== Segment start ==

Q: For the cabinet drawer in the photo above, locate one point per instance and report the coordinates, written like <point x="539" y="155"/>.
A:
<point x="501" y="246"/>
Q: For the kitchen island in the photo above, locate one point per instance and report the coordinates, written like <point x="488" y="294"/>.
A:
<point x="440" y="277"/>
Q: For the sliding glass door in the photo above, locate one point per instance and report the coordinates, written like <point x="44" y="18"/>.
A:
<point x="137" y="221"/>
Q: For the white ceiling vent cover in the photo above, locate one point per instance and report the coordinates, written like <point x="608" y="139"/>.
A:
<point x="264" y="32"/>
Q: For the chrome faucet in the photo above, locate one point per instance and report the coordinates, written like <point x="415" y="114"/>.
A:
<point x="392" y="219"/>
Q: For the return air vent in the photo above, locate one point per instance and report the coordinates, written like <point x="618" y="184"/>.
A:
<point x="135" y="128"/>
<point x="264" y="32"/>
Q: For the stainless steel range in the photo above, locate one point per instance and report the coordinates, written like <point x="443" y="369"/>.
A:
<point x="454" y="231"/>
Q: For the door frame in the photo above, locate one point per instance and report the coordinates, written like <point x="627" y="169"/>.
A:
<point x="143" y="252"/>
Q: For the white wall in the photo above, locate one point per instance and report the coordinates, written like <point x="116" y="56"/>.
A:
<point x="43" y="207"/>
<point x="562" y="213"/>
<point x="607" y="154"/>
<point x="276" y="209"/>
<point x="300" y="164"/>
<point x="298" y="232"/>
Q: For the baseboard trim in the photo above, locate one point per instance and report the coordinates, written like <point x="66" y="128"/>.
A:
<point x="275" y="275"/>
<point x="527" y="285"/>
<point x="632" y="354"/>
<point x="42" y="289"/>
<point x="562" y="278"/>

== Segment end ==

» **Task statement**
Retype the material exactly, including every line.

» **Task answer**
Q: For the cabinet drawer in the photo above, locate one point per instance and report the coordinates, written like <point x="539" y="155"/>.
A:
<point x="501" y="246"/>
Q: For the kitchen island in the photo above, locate one point per instance and report the coordinates, written like <point x="488" y="294"/>.
A:
<point x="440" y="277"/>
Q: For the sliding glass door in the photo above, locate one point per instance and report the coordinates, written like <point x="44" y="18"/>.
A:
<point x="137" y="221"/>
Q: For the white ceiling vent cover in the photo above, locate one point per instance and report the coordinates, written like <point x="608" y="139"/>.
A:
<point x="264" y="32"/>
Q: For the chrome faucet in the photo above, locate one point per instance and report the coordinates, written like <point x="415" y="114"/>.
A:
<point x="392" y="219"/>
Q: For the return air vent in the photo above, locate one point per instance and report the coordinates, written like <point x="618" y="184"/>.
A:
<point x="135" y="128"/>
<point x="264" y="32"/>
Q: For the stainless steel range in the photo above, locate one point per instance and report the coordinates, written like <point x="443" y="369"/>.
A:
<point x="454" y="231"/>
Q: For the door frame in the photo above, locate one point per instance and report the coordinates, written like <point x="627" y="169"/>.
A:
<point x="143" y="252"/>
Q: For the white wall in the photo above, locate one point per instance and report the coordinates, written like <point x="116" y="56"/>.
A:
<point x="43" y="207"/>
<point x="562" y="213"/>
<point x="607" y="154"/>
<point x="276" y="209"/>
<point x="300" y="164"/>
<point x="298" y="232"/>
Q: For the baseboard trim in the photo above, locate one point per instance and report the coordinates, written like <point x="66" y="128"/>.
A:
<point x="275" y="275"/>
<point x="527" y="285"/>
<point x="632" y="354"/>
<point x="42" y="289"/>
<point x="562" y="278"/>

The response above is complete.